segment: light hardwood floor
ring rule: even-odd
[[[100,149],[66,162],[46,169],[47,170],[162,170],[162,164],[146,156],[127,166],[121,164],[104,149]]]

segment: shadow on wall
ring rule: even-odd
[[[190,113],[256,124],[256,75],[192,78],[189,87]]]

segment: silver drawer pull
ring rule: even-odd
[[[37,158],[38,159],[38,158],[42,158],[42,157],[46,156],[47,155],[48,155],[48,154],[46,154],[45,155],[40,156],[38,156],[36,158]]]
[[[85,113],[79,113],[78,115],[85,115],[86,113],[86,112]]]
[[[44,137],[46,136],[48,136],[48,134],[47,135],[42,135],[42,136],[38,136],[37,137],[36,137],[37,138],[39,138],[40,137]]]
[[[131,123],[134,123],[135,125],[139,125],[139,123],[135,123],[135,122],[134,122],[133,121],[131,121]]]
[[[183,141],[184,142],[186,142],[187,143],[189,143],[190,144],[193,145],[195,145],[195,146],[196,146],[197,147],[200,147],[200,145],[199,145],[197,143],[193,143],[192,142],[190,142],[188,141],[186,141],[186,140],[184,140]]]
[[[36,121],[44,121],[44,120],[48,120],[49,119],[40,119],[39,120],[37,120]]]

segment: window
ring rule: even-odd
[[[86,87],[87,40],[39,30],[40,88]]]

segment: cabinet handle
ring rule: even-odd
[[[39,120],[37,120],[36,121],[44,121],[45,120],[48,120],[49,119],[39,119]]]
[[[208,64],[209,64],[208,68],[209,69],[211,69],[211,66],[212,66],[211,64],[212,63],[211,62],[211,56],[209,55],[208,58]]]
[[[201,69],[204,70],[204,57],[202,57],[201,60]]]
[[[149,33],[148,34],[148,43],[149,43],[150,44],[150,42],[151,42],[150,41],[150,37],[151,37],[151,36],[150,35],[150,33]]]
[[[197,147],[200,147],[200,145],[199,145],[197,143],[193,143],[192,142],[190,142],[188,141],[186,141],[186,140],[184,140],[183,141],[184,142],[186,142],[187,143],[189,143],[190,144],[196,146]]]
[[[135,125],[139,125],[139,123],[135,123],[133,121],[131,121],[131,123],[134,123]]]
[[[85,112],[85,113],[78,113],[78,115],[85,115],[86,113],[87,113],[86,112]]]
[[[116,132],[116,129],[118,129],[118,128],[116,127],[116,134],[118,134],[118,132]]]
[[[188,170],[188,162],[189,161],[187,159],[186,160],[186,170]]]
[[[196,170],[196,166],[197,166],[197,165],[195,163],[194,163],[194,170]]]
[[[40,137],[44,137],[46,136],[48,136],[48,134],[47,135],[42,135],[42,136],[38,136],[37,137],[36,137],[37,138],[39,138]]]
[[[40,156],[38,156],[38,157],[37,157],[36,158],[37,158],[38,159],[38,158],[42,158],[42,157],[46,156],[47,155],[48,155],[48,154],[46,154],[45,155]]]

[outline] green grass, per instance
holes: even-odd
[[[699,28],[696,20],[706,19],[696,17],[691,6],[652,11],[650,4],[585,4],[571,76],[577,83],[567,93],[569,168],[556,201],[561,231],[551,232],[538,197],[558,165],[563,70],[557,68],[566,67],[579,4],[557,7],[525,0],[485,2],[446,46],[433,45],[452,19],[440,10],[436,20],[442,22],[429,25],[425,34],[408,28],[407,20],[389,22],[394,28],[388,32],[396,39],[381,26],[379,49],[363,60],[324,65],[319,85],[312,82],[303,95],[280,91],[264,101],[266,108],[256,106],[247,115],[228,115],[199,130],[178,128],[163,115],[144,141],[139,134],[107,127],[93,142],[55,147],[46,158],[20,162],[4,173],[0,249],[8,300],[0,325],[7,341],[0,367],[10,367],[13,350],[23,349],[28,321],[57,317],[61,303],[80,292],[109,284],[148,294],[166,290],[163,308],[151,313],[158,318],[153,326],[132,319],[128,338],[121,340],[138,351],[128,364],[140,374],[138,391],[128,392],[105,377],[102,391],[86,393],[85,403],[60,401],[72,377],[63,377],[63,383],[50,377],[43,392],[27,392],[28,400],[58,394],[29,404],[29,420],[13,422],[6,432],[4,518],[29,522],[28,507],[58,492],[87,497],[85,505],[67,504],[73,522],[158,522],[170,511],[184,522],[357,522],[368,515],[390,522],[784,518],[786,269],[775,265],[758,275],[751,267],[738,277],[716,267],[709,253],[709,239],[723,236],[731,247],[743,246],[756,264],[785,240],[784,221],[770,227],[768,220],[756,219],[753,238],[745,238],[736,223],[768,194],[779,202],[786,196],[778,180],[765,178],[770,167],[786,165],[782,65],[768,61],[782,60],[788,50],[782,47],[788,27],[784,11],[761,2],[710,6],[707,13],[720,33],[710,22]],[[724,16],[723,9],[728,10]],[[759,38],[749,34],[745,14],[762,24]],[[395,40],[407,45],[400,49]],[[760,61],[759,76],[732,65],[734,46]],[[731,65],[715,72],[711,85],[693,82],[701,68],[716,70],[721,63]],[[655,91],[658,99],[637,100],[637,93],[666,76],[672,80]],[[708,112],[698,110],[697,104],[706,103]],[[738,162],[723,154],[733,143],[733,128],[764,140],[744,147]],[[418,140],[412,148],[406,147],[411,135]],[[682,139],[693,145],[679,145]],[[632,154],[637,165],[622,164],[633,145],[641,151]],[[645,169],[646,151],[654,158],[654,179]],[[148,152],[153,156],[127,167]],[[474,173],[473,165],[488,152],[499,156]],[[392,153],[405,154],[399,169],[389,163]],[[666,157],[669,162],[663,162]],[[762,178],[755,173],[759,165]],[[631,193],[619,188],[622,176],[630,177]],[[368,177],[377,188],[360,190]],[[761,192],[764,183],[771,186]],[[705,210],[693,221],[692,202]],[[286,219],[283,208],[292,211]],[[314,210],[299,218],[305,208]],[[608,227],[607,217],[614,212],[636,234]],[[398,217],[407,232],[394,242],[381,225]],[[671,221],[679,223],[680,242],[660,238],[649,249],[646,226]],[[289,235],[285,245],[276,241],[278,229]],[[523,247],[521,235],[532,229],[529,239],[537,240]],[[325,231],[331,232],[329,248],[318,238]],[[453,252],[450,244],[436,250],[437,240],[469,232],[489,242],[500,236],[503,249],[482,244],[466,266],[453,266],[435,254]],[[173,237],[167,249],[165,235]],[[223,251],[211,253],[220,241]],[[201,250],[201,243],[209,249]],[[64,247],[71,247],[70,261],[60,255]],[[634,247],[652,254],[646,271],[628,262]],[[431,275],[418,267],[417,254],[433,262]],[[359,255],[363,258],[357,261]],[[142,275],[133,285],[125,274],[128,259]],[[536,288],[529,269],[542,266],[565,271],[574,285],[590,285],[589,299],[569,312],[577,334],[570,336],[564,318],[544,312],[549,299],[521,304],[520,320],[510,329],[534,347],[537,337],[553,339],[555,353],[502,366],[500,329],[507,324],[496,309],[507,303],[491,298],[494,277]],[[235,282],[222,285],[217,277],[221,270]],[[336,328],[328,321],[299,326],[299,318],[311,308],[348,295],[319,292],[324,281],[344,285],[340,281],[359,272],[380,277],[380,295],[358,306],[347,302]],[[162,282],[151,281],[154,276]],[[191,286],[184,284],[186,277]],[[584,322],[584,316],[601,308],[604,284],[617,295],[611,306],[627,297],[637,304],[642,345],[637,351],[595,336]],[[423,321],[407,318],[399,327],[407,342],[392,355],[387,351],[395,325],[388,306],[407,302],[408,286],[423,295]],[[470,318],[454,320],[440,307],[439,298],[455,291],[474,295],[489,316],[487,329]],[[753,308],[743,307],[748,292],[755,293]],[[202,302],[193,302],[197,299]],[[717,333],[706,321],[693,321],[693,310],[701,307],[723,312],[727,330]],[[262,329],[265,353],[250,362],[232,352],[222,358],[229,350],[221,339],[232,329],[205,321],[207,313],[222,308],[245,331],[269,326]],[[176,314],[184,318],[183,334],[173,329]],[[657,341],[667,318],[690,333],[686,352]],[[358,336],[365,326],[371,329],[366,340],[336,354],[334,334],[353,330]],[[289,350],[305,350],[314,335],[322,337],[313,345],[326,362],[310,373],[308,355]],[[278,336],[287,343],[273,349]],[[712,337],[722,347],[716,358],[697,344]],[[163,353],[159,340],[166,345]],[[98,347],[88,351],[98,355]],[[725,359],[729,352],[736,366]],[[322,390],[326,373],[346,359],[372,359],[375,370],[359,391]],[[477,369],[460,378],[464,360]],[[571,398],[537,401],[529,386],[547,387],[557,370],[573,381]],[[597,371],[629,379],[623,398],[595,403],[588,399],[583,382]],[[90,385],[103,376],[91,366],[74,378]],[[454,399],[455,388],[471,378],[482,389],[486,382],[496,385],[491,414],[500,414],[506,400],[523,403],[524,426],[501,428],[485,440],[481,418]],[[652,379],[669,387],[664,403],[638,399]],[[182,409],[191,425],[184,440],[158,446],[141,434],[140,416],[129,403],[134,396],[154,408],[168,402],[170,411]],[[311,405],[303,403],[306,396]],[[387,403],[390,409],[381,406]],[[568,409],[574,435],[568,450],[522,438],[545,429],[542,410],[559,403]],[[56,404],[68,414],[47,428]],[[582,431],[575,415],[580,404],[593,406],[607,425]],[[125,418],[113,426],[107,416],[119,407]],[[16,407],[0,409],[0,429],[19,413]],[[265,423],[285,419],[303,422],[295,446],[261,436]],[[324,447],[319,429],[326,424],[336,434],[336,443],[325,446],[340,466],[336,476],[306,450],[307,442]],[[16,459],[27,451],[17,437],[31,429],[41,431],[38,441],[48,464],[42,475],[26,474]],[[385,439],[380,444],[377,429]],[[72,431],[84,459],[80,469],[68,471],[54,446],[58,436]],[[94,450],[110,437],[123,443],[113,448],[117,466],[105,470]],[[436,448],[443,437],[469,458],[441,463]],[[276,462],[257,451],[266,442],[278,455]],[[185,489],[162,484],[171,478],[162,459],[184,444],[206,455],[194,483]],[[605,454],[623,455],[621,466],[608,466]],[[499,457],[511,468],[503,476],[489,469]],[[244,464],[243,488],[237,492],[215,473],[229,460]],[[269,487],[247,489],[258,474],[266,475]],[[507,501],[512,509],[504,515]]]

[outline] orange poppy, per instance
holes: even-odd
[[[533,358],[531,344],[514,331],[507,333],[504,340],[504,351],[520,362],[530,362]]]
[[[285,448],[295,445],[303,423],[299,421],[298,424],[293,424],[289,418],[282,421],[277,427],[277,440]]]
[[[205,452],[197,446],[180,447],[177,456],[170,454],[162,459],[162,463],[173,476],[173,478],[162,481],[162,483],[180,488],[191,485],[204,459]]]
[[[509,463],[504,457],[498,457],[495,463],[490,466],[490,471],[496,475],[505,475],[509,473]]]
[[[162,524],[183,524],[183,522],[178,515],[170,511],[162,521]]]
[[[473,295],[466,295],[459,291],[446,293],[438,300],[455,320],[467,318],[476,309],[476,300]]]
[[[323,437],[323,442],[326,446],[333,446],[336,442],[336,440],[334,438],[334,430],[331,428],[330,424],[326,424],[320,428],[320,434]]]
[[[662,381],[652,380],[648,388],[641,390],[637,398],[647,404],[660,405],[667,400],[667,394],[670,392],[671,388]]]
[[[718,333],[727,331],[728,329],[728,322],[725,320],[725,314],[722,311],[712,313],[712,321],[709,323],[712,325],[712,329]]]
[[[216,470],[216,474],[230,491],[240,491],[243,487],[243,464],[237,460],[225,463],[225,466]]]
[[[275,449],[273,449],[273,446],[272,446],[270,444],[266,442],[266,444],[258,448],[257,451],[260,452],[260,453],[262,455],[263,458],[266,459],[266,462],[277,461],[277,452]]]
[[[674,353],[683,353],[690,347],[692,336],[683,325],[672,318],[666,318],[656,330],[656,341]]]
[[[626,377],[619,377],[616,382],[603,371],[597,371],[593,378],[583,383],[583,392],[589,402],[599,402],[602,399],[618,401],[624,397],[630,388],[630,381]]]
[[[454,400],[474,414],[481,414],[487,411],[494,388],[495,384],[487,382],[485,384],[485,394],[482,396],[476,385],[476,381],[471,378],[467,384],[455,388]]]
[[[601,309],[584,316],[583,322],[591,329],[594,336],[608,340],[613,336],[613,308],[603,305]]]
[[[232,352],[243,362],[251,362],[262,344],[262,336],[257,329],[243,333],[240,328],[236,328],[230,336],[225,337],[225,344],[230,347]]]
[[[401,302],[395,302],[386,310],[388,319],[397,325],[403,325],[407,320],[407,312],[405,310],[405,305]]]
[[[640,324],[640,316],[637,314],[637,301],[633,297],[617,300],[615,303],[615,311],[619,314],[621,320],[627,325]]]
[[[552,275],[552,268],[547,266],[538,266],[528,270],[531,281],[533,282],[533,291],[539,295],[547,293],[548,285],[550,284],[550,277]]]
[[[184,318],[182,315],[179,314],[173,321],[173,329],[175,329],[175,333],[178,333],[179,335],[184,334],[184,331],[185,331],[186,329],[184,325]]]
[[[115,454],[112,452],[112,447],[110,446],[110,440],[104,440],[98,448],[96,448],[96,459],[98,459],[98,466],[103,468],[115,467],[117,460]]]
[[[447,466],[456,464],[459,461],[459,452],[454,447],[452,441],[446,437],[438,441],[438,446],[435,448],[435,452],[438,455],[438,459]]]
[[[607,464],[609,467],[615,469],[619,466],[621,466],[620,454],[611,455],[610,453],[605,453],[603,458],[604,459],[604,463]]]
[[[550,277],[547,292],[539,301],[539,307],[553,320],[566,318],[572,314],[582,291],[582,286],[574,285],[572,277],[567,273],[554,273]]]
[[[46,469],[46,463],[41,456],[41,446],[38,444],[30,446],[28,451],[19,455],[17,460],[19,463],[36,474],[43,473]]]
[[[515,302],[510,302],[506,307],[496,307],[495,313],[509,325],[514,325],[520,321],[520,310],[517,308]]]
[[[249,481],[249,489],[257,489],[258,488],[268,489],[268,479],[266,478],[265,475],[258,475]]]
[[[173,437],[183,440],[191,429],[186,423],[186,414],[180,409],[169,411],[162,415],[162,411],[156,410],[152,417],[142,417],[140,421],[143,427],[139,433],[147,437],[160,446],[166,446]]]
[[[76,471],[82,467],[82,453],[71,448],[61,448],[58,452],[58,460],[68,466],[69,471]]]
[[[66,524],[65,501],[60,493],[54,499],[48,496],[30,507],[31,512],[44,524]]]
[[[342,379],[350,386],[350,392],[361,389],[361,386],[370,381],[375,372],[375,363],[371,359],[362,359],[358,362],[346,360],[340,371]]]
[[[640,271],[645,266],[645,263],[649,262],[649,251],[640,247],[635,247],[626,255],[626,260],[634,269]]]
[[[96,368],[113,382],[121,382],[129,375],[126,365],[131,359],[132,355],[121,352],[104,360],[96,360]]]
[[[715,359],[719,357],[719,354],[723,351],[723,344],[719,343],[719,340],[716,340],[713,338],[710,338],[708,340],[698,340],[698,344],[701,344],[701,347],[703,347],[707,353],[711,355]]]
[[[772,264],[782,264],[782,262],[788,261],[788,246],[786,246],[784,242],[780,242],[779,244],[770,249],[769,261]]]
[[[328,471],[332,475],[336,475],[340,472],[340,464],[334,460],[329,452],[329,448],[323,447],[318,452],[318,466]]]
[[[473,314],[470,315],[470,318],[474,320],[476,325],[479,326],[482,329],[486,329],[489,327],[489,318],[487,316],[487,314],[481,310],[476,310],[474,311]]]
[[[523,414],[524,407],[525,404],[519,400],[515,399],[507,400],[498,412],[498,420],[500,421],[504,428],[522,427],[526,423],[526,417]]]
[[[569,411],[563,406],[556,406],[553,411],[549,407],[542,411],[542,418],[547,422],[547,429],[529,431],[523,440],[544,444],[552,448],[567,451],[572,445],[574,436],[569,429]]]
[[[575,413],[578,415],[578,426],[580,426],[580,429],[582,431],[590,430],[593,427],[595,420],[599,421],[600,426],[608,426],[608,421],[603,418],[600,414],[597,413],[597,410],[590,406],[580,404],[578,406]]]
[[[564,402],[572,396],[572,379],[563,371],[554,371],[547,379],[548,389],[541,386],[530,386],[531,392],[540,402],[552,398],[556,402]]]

▶ Exercise:
Reproduce the rows unchanged, from the first line through the line containing "[[[190,113],[256,124],[256,75],[192,78],[189,87]]]", with that line included.

▶ Task answer:
segment: light hardwood floor
ring rule: even-odd
[[[100,149],[66,162],[46,169],[47,170],[162,170],[162,164],[146,156],[127,166],[121,164],[104,149]]]

segment: shadow on wall
ring rule: even-odd
[[[190,113],[256,124],[256,75],[192,78],[189,87]]]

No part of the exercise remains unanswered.